▶ **RECORDS FOR THE EXERCISE**
◆ ◆ ◆

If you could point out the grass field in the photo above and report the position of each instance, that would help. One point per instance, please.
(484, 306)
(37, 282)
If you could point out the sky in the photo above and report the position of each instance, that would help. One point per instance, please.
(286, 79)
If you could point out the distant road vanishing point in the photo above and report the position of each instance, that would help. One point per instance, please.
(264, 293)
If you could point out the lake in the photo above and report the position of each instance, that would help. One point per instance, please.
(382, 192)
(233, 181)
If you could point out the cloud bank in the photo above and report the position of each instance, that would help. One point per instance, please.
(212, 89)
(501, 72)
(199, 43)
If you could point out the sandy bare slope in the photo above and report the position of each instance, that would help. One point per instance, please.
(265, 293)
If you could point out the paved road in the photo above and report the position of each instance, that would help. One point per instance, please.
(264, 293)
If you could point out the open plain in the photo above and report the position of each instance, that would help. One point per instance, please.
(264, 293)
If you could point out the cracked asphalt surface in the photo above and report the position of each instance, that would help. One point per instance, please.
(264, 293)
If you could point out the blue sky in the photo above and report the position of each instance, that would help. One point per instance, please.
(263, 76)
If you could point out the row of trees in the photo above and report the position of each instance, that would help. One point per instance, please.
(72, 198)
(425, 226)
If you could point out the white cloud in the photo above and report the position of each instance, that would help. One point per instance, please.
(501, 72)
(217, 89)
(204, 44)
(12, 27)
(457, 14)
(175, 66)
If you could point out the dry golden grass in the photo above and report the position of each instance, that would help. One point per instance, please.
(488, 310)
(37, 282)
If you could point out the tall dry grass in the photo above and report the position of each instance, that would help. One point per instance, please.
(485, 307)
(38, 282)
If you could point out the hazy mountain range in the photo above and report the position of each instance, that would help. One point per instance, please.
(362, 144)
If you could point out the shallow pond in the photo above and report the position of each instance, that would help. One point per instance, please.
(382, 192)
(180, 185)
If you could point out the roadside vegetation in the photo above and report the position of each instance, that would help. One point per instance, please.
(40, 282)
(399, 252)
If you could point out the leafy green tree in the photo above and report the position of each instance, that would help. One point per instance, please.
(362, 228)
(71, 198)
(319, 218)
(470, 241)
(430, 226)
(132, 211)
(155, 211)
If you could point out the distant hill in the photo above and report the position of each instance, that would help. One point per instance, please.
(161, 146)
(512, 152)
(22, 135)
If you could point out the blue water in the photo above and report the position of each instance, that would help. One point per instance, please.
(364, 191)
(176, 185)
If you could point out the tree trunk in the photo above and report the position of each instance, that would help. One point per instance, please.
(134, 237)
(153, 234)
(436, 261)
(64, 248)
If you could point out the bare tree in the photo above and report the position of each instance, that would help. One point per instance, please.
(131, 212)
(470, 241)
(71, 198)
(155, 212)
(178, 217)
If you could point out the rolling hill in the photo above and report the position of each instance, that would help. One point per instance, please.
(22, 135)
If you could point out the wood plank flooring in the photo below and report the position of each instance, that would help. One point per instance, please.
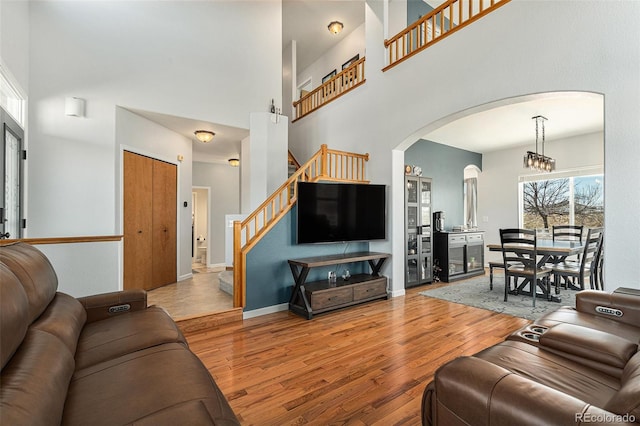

◆ ◆ ◆

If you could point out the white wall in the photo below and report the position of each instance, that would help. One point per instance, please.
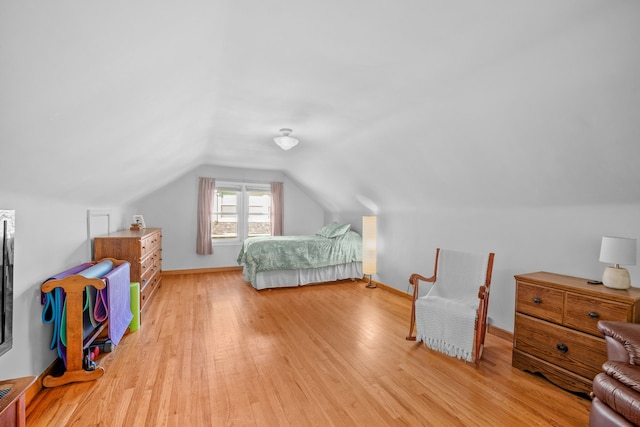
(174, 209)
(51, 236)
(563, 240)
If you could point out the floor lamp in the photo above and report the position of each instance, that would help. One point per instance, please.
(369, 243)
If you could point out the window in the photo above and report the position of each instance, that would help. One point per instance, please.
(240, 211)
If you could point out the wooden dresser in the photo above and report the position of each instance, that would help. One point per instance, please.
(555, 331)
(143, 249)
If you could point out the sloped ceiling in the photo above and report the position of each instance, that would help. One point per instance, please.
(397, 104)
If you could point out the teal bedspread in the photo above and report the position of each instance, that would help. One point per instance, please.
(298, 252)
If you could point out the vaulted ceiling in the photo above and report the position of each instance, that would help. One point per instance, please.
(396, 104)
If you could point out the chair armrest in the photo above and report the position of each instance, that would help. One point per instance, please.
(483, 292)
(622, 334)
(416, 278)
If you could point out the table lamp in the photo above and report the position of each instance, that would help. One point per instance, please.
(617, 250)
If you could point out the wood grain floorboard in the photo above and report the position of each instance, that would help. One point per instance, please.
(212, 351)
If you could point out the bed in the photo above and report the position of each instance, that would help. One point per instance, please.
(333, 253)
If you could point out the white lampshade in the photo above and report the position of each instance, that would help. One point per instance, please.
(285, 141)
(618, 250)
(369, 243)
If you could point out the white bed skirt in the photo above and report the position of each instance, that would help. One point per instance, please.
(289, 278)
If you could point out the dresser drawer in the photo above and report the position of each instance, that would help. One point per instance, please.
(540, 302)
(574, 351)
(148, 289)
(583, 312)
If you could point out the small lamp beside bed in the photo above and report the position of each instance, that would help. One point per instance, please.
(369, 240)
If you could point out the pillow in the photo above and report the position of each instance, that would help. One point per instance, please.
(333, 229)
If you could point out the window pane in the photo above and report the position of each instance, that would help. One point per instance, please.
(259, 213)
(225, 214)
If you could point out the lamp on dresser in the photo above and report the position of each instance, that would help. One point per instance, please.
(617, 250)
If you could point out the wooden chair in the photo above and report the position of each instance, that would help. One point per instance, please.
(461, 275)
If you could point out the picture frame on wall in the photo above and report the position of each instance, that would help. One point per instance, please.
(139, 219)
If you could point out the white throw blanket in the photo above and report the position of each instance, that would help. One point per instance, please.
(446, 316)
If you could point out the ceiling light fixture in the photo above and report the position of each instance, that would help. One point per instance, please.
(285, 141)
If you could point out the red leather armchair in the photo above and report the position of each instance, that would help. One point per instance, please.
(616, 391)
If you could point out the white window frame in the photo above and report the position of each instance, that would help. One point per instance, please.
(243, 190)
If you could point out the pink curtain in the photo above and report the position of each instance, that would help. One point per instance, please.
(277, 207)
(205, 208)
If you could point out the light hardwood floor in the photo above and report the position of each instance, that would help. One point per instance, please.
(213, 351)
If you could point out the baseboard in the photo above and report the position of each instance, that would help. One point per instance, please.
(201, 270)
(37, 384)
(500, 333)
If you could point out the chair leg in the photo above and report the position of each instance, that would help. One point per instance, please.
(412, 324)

◆ ◆ ◆

Please reproduce the lines from the line with "If you could point out the tree" to the line with "If you could point out the wood plank", both ends included, exactly as they appear above.

If you could point out the tree trunk in the photo above and report the position of each instance, that would help. One point per instance, please.
(134, 237)
(153, 234)
(436, 261)
(64, 248)
If you could point out the bare tree in the photo above and report the position of each instance, that would help. One point per instance, please.
(131, 212)
(470, 241)
(71, 198)
(155, 212)
(178, 217)
If you could point out the rolling hill in the photo above and report the position of each instance, that would help. One point per instance, please.
(22, 135)
If you could point out the wood plank flooring in the photo below and report the position of each instance, that would help. One point per instance, please.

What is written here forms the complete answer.